PROBLEM STATEMENT —
Your task is to restate word for word the lines of the listing below that start at the one containing "mode = per_instance" and run to the end; please add nothing.

■ ■ ■ ■ ■

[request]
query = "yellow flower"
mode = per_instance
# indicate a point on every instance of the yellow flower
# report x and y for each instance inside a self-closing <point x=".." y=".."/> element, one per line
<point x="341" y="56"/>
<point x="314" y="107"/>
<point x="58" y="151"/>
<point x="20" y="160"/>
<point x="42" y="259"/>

■ ■ ■ ■ ■

ANSWER TO THIS PROBLEM —
mode = per_instance
# indicate a point on every instance of the yellow flower
# report x and y for each instance inside a self-closing <point x=".." y=".."/> element, one per line
<point x="341" y="56"/>
<point x="314" y="107"/>
<point x="58" y="151"/>
<point x="20" y="160"/>
<point x="42" y="259"/>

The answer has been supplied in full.